▶ [What to work on]: Set each entry down exactly as written.

▶ [Extracted material]:
┌──
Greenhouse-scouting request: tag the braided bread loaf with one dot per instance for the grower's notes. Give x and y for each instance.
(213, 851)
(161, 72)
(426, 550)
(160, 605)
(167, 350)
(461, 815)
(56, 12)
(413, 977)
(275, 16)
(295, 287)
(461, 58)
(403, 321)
└──
▶ [Answer section]:
Greenhouse-scouting request: tag the braided bread loaf with one dot per instance for the grower's notes. Give x and y for each instance.
(213, 851)
(161, 72)
(426, 550)
(160, 605)
(167, 350)
(461, 815)
(56, 12)
(413, 977)
(275, 16)
(295, 287)
(461, 58)
(403, 321)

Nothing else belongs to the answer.